### WHAT THE TASK ASKS
Identify each line below containing the string "rectangular" and copy it.

Point localization data:
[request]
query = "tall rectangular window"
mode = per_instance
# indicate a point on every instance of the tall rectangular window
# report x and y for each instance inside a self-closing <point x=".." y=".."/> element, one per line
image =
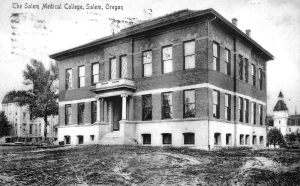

### RESPONSE FOR THIS EXERCISE
query = "tall rectangular window"
# indicate a point on every instance of the tall rectangular window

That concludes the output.